> [WORK ORDER]:
Would you please transcribe the records below exactly, leaving out the pictures?

[Start of section]

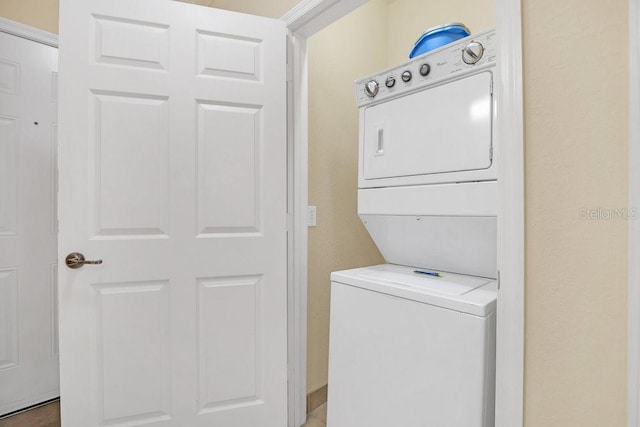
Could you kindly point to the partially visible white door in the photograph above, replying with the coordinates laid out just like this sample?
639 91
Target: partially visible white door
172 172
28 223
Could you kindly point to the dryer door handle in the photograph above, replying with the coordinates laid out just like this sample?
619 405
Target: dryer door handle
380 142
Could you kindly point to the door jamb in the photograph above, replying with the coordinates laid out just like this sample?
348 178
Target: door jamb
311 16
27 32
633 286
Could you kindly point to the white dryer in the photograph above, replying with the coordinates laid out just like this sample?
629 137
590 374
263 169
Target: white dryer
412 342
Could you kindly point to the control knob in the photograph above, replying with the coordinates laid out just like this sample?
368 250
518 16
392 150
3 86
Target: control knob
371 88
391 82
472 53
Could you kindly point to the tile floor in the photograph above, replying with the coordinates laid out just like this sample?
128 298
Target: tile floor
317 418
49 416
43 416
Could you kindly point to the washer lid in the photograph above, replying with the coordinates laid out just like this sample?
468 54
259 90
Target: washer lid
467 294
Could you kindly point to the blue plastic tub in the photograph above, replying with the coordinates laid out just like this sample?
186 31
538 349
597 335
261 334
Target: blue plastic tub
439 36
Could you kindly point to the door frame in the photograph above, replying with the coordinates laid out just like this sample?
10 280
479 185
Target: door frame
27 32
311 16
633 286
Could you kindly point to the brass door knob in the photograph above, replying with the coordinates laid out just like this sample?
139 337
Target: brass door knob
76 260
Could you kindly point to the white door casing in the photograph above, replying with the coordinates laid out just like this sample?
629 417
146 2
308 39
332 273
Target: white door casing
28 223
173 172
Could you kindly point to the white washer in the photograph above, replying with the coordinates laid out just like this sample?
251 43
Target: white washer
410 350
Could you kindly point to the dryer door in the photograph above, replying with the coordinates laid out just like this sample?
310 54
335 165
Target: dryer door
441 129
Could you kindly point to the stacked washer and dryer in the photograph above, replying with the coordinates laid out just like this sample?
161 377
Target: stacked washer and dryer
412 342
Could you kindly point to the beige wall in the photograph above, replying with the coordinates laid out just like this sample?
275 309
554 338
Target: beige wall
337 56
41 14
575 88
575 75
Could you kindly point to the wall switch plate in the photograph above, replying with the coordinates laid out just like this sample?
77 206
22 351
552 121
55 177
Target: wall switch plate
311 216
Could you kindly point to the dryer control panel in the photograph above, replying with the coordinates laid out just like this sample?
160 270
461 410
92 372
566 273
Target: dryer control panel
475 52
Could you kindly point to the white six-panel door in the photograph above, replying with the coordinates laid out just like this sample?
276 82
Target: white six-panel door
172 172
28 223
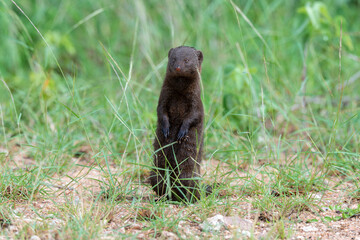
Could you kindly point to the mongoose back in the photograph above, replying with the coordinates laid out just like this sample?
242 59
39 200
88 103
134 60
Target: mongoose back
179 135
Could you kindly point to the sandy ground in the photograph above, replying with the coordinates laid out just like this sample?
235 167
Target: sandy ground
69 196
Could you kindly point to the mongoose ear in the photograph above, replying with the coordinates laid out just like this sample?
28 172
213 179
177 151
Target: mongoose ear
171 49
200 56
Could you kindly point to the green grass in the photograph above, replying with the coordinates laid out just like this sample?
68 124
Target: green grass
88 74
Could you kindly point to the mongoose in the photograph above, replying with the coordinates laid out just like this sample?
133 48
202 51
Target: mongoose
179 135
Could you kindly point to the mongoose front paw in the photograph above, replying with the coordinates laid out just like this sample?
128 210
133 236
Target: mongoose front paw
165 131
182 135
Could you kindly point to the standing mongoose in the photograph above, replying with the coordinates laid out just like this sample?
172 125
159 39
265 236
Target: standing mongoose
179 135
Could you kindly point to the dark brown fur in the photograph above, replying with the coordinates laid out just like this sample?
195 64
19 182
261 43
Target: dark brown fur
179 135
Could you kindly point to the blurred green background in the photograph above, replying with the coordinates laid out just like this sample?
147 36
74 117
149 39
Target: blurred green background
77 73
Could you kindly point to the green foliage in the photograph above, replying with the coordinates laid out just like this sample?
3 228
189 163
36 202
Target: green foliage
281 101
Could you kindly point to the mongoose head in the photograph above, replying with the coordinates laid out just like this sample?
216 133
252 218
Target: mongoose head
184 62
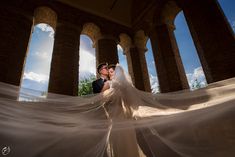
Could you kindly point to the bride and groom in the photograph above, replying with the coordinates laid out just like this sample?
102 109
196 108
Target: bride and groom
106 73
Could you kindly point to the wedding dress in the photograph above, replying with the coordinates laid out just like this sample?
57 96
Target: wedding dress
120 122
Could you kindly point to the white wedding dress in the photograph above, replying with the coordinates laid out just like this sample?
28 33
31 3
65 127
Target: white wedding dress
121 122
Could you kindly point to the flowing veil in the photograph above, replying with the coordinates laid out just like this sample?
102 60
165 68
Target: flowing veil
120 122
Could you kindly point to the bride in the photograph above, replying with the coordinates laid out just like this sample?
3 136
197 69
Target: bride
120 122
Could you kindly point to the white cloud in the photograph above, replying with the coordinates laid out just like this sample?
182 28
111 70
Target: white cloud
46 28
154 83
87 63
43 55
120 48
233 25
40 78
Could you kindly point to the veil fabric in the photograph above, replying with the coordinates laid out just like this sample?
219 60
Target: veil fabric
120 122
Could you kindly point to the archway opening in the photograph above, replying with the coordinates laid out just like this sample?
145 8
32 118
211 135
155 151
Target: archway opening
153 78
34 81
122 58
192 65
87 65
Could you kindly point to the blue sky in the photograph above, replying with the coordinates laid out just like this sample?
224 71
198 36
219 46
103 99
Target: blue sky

[End of section]

> [TASK ANSWER]:
Could you kindly point to the partially visible white door in the photograph above, replying with the coordinates laid out just like this sample?
639 91
Target: partially visible white door
172 172
28 223
Could you kindly point to the dryer door handle in the photograph above, replying with the coordinates laid out just like this sample?
619 405
Target: dryer door handle
380 142
Could you kindly point to the door jamb in the photograph above, replying with the coordinates laid out just like this sample?
348 178
Target: door jamb
311 16
27 32
633 286
Could you kindly point to the white dryer in the photograph above, replying with the coordinates laid out just like this sample?
629 137
590 374
263 169
Target: white dryer
412 342
Could you kindly point to the control knob in the photograph above, replying with the coordinates laid out just like this sample?
368 250
518 16
392 150
3 86
Target: control knob
371 88
391 82
472 53
Could you kindly point to the tile floor in the photograph above, replying with the coordinates laid out just like this sample?
128 298
Target: tile floor
317 418
49 416
43 416
Could you kindly point to the washer lid in the photograph above, replying with the coordinates laid out just like this sample?
468 54
259 90
Target: washer lid
467 294
Could you kindly point to the blue plastic tub in the photograph above, replying with the coordinates laid out just like this sample?
186 31
538 349
597 335
261 334
Target: blue plastic tub
439 36
Could you kindly point to the door frame in the photograph above, replying with the coordinates laid out just like this sample?
10 280
479 185
Target: door frame
27 32
311 16
633 286
Could you kindly point to the brass door knob in the photograph above, replying with the coordinates laid out just like this sample?
139 337
Target: brass door knob
76 260
Could you kindly point to the white door casing in the photograph above, replying with the coordinates laid out just like this sample?
629 417
146 2
308 39
332 273
Target: white door casing
28 223
173 172
Could you kindly point to the white washer in the photograph above, replying with the coordinates laid out just like this sample?
251 43
Target: white washer
410 350
Could you kindly point to the dryer door in the photograph above, replying with the coordinates laid out just like this sample?
310 54
335 165
Target: dryer door
441 129
Could you kindly point to the stacked washer and dryer in the photograph above, replying with the coordinates laid out just like this sample?
161 377
Target: stacked washer and dryer
412 342
Could you kindly point to the beige wall in the photograph above, replying with the coordinates laid out just like this sample?
275 309
554 338
Target: beige wall
337 56
41 14
575 88
575 75
Could you kindly point to the wall switch plate in the photograph above, replying with the coordinates laid out just like this sample?
77 206
22 351
552 121
55 177
Target: wall switch plate
311 216
Could you kindly point to the dryer control panel in the photograph above, replying with the coordinates laid out just like this sample?
160 270
461 410
92 372
566 273
Target: dryer control panel
475 52
Could you kindly point to the white six-panel door in the photograph above, replying with the coordinates laid out just like this sample?
276 82
Target: white six-panel door
172 172
28 223
Could you kindly point to the mongoose back in the photograph above, replying with the coordinates laid out just like this sample?
242 59
39 200
88 103
134 60
Target: mongoose back
179 135
Could you kindly point to the sandy ground in the photograph above, replying with the coordinates laid out just like this sample?
235 167
Target: sandy ground
69 196
Could you kindly point to the mongoose ear in the photograph above, replying with the coordinates laid out just like this sample?
28 172
213 179
177 151
Target: mongoose ear
171 49
200 56
Could you kindly point to the green grass in the photograph above, replying with the coordinates laid out just like this sample?
68 124
Target: green grass
88 74
Could you kindly point to the mongoose in the photograph above, replying with the coordinates laid out just like this sample?
133 48
202 51
Target: mongoose
179 135
Could you kindly point to the mongoose front paw in the photograph above, replying with the coordinates laid out just like this sample?
128 210
133 236
Target: mongoose front paw
165 131
182 135
Could you kindly point to the standing mongoose in the photograph above, replying with the coordinates laid out just like this sample?
172 125
159 39
265 236
Target: standing mongoose
179 135
Could you kindly point to the dark brown fur in the photograph above, replying with the coordinates laid out just like this sample?
195 64
19 182
261 43
Target: dark brown fur
179 135
Could you kindly point to the blurred green background in the photograph above, replying with the coordinates laid out just like this sample?
147 36
74 117
149 39
Target: blurred green background
77 73
Could you kindly point to the green foliage in the photograph above, replying with the coordinates laid out just like this sample?
3 228
189 163
36 202
Target: green foliage
281 101
Could you kindly point to the mongoose head in the photograph above, replying with the coordinates laid out just like this sample?
216 133
252 218
Target: mongoose head
184 62
Could you kindly point to the bride and groom in the photograph above, replying with the coordinates laid out just like this sample?
102 109
196 108
Target: bride and groom
106 73
Could you kindly point to the wedding dress in the photograph above, replying with the coordinates laid out just like this sample?
57 96
Target: wedding dress
120 122
Could you kindly point to the white wedding dress in the photograph above, replying with the coordinates laid out just like this sample?
28 33
31 3
65 127
Target: white wedding dress
121 122
Could you kindly point to the flowing veil in the photograph above, replying with the coordinates laid out just like this sample?
102 60
165 68
Target: flowing veil
120 122
Could you kindly point to the bride in the photograph above, replying with the coordinates laid out just like this sample?
3 136
197 69
Target: bride
120 122
Could you kindly point to the white cloud in the photograph above, replying with the coordinates laid out just like this sample?
182 28
111 70
Target: white cloud
46 28
154 83
87 63
43 55
120 48
233 25
40 78
Could you kindly point to the veil fabric in the photograph above, replying with the coordinates laid out just like this sample?
219 60
Target: veil fabric
120 122
Could you kindly point to the archway opening in the photograph above, replying with the coordinates laid out just like this sample?
145 8
32 118
211 135
155 151
Target: archway opening
153 78
34 81
122 58
192 65
87 65
Could you kindly point to the blue sky in the photograph above, replying with the coordinates laid out just like this sample?
224 71
198 36
219 46
103 99
Target: blue sky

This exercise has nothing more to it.